▶ [What is expected]: Below are three blocks of entries. Write out again, word for word, everything from the line containing "Task: each <instance>" down to the line containing "negative clicks: (29, 71)", both lines included.

▶ [Records supplied]:
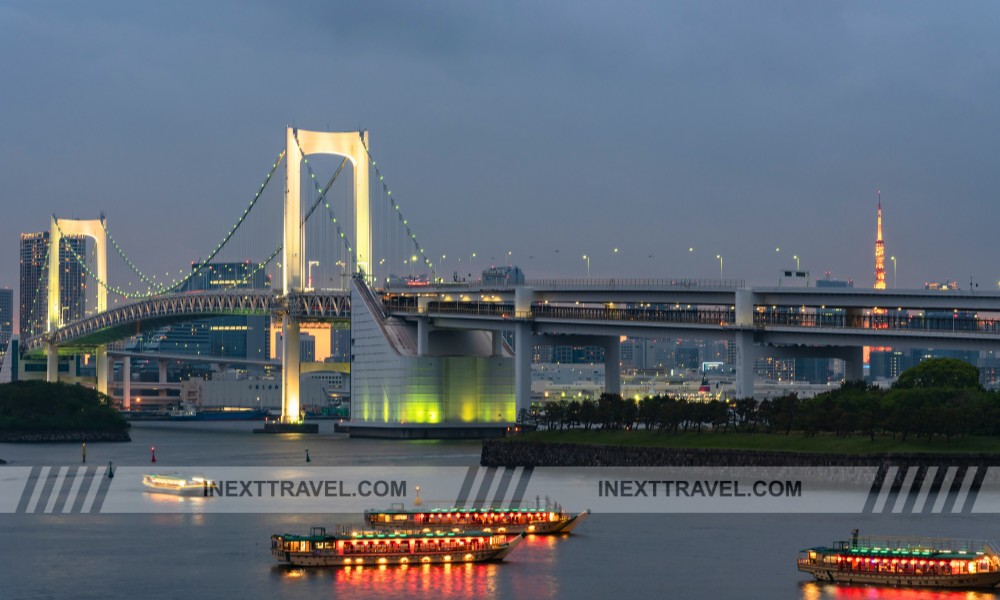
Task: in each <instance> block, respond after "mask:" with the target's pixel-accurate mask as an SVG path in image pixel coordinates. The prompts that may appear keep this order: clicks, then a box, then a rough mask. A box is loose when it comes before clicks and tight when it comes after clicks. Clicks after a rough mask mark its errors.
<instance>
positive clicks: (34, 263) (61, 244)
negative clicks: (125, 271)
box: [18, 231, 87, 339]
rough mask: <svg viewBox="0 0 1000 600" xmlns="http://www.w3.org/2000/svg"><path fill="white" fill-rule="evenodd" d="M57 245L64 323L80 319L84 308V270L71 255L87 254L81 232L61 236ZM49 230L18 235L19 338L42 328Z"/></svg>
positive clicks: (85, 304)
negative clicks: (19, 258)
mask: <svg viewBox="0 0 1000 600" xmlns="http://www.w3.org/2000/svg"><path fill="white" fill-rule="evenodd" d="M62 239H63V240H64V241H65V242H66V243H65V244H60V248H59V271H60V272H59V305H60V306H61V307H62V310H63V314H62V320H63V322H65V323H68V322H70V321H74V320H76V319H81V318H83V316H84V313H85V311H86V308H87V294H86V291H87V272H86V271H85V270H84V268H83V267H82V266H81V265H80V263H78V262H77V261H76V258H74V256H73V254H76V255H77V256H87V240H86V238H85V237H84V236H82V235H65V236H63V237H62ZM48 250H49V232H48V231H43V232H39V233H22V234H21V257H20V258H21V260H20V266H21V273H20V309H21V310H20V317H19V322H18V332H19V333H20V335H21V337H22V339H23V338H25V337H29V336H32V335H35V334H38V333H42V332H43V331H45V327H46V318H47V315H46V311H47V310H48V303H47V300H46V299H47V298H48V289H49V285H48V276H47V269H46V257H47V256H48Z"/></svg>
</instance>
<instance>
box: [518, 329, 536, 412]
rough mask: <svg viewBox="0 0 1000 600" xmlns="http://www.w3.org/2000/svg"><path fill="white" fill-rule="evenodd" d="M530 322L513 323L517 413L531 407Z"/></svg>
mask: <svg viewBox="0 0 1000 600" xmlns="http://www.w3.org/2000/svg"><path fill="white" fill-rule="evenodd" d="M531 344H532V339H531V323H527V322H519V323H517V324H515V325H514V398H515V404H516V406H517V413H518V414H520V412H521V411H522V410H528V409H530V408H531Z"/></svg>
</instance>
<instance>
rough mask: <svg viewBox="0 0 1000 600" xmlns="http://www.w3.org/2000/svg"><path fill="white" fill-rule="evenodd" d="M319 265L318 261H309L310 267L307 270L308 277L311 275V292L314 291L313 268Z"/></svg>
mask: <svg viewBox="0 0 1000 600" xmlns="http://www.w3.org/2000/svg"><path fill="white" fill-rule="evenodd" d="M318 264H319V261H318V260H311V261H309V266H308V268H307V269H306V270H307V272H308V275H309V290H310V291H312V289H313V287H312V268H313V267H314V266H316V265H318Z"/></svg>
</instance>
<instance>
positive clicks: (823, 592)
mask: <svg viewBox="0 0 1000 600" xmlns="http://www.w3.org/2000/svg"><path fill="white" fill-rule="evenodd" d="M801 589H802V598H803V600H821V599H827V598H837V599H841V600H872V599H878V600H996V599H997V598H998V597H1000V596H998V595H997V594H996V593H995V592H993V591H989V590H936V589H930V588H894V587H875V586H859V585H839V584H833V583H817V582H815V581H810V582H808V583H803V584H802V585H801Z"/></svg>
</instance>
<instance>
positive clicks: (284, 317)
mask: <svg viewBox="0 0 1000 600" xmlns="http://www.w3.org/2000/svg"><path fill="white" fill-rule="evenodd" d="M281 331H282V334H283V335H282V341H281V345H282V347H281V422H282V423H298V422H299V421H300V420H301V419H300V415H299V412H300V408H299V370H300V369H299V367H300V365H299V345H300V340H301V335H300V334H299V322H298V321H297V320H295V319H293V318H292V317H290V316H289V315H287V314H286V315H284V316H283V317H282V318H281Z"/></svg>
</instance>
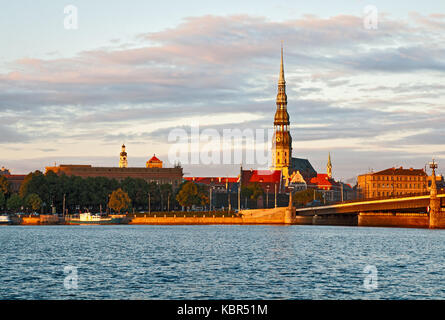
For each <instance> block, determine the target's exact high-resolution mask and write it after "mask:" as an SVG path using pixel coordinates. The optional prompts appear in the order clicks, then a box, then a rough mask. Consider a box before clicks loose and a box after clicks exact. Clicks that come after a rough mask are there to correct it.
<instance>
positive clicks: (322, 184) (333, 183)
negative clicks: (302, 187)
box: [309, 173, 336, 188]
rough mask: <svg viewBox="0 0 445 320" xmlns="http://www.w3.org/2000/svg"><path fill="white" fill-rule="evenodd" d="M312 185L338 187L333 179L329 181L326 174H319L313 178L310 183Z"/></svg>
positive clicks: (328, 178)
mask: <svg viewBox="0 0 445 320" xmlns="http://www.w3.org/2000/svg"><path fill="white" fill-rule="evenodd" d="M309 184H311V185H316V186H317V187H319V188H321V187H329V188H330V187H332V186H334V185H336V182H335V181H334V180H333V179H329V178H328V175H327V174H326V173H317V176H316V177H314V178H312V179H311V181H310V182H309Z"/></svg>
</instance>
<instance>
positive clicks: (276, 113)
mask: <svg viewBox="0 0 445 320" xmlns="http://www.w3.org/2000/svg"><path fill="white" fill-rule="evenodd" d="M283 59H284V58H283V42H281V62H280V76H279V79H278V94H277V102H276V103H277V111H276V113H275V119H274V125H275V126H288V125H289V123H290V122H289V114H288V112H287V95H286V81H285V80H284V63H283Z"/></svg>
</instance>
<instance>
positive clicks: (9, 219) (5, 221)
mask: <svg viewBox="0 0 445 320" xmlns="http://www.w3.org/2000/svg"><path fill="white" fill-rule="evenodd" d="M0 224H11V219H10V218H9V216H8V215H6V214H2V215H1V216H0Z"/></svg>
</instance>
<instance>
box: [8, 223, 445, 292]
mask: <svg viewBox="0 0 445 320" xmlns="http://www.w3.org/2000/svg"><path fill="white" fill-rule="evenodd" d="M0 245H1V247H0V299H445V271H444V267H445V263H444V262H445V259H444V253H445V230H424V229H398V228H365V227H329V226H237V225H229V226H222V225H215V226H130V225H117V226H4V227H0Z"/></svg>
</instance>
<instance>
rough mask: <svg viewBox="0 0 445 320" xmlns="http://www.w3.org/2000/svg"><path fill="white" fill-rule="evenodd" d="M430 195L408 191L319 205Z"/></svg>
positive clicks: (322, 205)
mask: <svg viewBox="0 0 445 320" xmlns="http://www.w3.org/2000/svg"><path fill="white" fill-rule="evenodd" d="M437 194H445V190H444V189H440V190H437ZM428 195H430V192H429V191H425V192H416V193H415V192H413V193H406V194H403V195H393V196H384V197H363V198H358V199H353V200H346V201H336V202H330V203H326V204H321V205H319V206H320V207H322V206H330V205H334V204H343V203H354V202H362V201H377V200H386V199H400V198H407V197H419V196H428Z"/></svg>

---

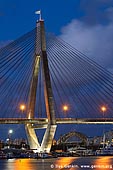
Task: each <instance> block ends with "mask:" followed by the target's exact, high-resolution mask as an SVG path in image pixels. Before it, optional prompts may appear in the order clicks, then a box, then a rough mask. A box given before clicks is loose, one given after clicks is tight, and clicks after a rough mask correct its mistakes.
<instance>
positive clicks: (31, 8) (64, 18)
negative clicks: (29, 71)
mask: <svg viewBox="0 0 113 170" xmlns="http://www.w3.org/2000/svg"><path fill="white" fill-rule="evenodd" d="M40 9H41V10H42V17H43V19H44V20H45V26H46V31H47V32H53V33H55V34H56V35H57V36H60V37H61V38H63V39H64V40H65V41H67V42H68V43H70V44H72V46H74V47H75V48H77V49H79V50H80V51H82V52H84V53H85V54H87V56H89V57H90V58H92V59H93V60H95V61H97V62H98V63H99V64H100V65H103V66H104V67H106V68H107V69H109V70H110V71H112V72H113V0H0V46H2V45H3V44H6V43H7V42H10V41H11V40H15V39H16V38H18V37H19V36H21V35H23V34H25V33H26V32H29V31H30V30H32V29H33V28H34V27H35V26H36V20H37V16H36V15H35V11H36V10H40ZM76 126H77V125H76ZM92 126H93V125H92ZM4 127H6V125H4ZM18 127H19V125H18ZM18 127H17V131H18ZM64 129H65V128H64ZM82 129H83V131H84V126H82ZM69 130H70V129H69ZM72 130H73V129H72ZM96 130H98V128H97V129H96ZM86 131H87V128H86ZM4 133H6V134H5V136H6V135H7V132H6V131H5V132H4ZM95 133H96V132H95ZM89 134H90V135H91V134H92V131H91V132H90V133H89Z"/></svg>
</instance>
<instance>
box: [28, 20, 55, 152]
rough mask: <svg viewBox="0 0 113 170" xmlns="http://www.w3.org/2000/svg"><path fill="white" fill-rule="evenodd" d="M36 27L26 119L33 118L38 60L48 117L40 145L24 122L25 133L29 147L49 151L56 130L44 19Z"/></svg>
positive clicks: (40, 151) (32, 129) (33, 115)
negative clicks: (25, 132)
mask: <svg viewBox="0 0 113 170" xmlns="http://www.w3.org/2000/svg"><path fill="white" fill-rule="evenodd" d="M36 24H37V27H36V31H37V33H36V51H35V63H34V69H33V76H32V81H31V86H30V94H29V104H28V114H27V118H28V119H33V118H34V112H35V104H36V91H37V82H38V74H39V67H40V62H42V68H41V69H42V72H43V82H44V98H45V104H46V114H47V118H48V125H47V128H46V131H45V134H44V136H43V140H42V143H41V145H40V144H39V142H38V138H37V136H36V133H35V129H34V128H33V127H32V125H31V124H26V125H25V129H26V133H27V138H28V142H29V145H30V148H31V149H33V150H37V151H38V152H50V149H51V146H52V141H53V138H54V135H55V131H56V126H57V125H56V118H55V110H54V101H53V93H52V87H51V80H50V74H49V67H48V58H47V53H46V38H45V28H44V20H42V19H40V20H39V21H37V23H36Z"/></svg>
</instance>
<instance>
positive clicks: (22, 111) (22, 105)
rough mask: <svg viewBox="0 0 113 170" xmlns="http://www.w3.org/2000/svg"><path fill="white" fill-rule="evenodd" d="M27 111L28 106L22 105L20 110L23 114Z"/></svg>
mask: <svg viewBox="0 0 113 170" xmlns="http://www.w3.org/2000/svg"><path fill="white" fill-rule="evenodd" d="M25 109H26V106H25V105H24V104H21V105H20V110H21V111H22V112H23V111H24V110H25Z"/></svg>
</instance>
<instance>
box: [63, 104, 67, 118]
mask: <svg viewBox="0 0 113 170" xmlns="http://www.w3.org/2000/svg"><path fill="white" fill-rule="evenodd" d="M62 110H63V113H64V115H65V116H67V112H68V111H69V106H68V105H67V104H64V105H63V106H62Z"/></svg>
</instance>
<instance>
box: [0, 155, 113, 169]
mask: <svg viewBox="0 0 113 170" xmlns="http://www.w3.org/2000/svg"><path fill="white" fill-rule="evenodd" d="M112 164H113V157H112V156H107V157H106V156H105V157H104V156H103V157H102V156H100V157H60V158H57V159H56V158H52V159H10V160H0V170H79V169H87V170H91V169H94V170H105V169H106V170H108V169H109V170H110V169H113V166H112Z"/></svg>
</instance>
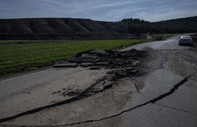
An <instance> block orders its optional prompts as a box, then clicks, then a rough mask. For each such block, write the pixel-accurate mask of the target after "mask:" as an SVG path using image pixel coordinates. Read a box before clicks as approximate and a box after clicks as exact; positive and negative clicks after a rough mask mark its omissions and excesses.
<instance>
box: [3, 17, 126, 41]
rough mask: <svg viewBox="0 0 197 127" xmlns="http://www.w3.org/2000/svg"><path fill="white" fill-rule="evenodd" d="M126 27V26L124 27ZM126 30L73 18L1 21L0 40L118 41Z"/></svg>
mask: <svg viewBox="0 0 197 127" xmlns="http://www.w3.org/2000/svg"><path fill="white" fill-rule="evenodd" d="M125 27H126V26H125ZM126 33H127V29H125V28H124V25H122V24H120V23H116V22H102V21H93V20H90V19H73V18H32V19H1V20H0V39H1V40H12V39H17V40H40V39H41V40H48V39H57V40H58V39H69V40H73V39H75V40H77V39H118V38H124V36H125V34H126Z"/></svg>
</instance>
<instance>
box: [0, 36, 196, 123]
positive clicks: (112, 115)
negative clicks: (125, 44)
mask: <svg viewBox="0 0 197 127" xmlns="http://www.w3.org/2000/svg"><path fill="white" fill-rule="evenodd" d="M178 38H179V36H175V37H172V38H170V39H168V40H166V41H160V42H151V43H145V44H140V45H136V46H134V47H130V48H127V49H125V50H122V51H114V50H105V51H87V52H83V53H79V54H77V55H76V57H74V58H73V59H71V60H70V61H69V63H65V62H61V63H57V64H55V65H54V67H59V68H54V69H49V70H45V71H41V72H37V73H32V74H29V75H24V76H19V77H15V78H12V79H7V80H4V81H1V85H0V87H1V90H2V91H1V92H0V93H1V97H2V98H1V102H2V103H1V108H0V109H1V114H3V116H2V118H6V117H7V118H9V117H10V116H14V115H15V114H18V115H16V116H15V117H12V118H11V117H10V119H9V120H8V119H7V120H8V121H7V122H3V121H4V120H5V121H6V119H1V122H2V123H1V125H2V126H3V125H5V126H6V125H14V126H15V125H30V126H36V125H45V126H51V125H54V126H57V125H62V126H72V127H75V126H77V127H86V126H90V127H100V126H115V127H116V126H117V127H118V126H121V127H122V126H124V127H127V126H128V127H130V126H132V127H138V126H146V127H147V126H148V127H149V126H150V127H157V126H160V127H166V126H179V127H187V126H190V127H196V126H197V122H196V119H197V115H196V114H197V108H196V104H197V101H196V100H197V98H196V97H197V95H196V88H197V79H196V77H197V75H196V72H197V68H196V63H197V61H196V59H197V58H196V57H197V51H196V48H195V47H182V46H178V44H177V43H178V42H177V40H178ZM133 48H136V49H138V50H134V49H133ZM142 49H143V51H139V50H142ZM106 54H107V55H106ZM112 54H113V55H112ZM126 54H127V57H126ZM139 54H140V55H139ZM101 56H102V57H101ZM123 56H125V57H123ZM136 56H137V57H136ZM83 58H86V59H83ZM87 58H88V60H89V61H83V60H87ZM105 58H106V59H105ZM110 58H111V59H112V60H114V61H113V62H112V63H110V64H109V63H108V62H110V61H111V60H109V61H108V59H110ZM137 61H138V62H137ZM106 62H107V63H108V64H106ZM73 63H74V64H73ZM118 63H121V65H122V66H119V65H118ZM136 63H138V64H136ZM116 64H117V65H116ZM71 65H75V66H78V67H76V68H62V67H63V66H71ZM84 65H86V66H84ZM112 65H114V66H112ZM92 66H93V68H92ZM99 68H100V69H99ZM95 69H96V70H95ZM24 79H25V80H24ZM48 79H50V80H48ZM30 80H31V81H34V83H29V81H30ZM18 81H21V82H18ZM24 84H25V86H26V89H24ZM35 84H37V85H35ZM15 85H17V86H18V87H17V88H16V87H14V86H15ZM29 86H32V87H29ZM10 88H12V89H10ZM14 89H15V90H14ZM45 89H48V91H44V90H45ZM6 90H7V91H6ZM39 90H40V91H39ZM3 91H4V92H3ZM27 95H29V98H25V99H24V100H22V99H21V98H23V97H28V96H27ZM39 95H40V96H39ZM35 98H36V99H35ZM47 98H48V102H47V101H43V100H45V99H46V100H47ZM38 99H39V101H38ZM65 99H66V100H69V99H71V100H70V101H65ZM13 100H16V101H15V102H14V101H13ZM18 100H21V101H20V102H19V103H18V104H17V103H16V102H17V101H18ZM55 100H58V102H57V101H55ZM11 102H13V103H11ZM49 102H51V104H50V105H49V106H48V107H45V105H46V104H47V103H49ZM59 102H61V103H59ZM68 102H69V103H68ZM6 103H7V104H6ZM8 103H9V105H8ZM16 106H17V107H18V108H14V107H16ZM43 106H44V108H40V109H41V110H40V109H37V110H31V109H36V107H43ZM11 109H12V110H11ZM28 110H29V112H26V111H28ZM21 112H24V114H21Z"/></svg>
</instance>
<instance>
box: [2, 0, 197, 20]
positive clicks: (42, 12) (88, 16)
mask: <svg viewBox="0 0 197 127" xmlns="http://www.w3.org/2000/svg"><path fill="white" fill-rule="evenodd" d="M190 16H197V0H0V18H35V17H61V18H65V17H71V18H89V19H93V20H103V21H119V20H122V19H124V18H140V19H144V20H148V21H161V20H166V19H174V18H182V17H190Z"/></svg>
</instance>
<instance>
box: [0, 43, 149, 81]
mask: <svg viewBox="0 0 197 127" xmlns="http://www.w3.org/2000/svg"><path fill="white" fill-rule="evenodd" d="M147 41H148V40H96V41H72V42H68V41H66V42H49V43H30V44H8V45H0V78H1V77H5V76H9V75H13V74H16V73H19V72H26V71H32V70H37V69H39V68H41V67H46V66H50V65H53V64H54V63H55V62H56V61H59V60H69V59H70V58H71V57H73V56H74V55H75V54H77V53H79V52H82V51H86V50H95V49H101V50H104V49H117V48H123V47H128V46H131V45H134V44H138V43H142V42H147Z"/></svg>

--

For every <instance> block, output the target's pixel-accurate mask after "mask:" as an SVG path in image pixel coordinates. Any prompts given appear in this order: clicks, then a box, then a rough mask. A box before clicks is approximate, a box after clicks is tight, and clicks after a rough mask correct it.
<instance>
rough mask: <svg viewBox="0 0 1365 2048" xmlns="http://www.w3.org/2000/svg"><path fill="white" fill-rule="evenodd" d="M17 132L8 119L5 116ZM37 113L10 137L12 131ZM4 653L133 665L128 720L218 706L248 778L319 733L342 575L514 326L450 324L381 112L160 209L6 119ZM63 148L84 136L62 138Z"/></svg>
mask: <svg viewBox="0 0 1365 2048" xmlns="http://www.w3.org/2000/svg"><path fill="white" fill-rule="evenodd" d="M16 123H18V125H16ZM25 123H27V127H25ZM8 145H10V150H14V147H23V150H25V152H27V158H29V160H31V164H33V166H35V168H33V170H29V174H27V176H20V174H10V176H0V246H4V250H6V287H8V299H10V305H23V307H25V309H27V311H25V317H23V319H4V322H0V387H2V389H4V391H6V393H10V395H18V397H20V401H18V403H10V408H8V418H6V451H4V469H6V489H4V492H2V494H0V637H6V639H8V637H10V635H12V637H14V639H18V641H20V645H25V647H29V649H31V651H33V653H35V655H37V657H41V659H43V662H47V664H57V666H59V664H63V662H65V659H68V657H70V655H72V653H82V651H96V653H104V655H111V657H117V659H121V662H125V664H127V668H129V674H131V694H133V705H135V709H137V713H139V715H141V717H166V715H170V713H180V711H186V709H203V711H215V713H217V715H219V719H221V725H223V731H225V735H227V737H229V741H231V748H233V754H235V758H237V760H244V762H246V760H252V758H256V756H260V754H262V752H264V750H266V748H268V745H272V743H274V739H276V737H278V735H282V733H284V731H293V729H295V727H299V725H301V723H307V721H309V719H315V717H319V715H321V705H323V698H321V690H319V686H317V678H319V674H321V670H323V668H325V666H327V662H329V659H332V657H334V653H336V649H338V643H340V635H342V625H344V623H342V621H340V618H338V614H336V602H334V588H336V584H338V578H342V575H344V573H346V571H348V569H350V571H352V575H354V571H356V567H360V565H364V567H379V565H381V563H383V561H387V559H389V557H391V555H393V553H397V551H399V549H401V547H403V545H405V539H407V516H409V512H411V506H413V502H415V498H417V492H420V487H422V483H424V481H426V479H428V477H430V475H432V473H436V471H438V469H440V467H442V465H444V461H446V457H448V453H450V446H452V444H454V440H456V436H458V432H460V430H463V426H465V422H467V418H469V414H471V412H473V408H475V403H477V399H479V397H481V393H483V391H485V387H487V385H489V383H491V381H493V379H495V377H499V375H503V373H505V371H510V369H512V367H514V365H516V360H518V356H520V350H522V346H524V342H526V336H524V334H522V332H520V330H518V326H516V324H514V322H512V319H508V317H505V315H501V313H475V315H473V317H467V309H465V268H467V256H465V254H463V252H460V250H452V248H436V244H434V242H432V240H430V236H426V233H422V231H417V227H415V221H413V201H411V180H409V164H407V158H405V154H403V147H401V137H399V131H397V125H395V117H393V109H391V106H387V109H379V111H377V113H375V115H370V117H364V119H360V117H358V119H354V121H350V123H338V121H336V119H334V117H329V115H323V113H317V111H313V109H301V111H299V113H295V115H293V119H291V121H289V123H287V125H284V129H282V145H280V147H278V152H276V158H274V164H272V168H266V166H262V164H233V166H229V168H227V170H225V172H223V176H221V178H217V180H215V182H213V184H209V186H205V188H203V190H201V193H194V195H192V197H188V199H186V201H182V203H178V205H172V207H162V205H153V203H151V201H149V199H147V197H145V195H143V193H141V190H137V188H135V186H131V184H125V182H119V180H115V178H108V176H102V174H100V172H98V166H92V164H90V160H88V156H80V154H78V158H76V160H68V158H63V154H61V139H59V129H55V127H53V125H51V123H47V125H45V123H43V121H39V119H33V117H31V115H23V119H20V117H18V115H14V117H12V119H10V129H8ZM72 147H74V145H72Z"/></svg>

▶ [Solved exercise]:
Task: each <instance> block ends with "mask:" followed by the target's exact, high-resolution mask as an SVG path in image pixels. Before it, optional prompts may appear in the order clicks, then a box, then a rough mask. A box given before clicks is loose, one given after clicks is tight, and clicks after a rough mask correct its mistakes.
<instance>
positive clicks: (31, 8) (64, 18)
negative clicks: (29, 71)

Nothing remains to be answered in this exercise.